Natural-language object grounding data:
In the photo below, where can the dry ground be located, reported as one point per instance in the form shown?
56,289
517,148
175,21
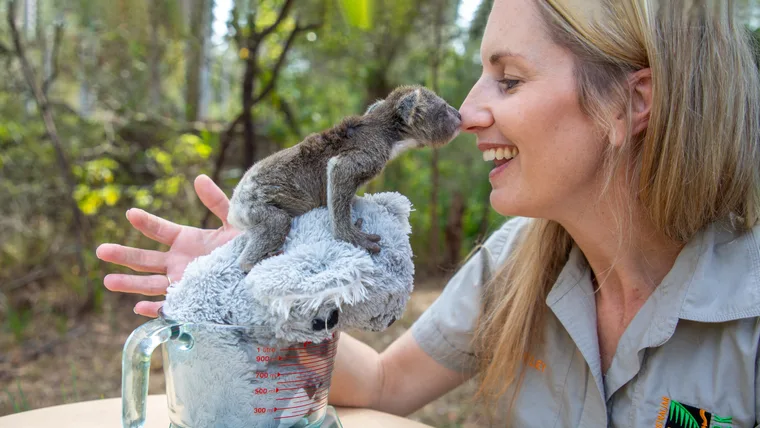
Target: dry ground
61,361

| What to do |
From the first line above to the last, reproduce the records exactly but without the pictures.

| Exercise response |
In the photo below, where can the dry ground be located, reported as one point per instance in the form shown?
56,289
517,148
175,21
Target: dry ground
61,361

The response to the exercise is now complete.